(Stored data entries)
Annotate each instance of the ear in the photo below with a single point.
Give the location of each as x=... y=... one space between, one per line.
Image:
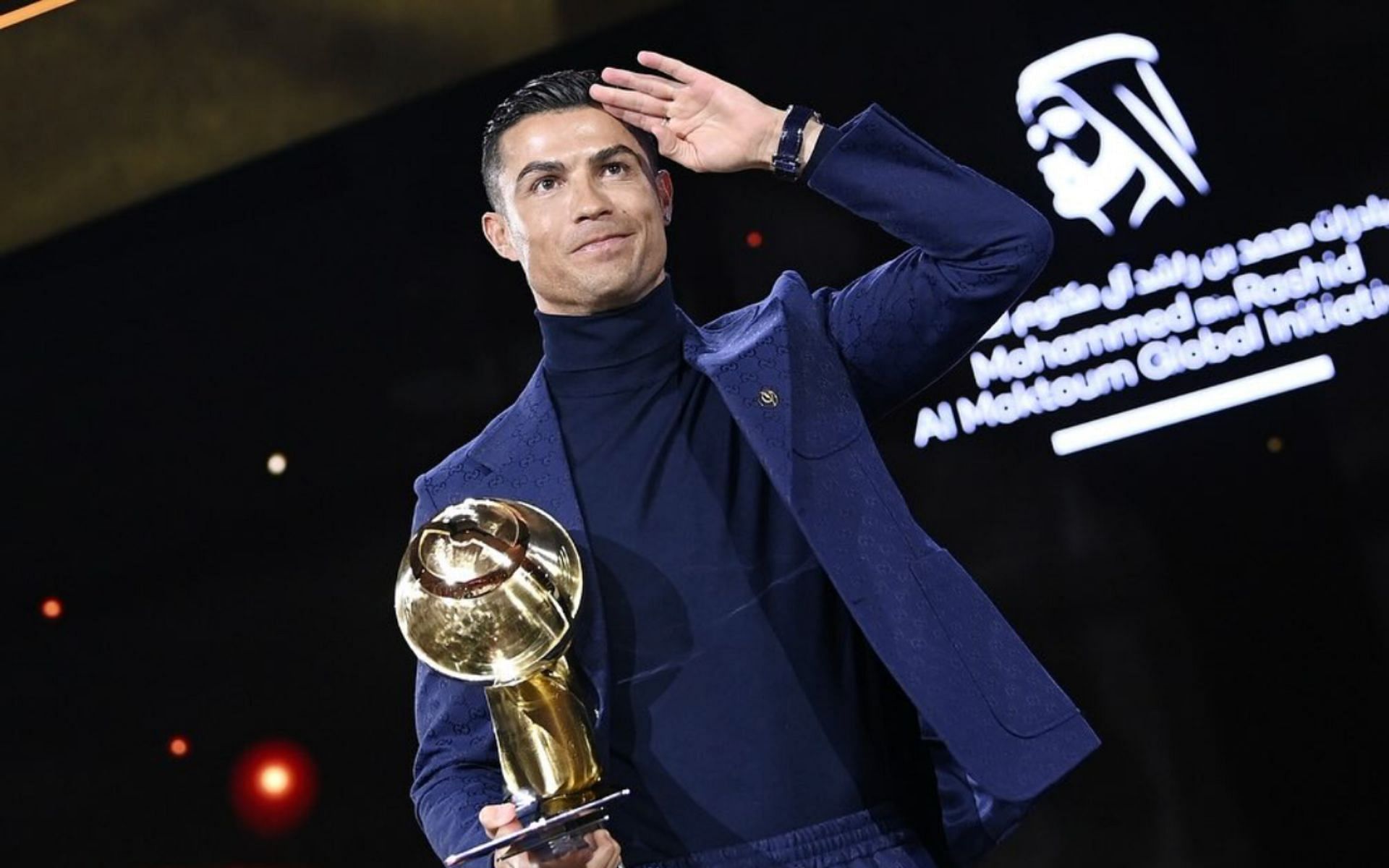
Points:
x=499 y=235
x=666 y=193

(The task)
The data above should be returned in full, exactly as written, apart from its images.

(Task answer)
Annotate each instance of the ear in the photo below with a single point.
Give the location of each as x=... y=... one space between, one per line.
Image:
Points:
x=499 y=235
x=666 y=193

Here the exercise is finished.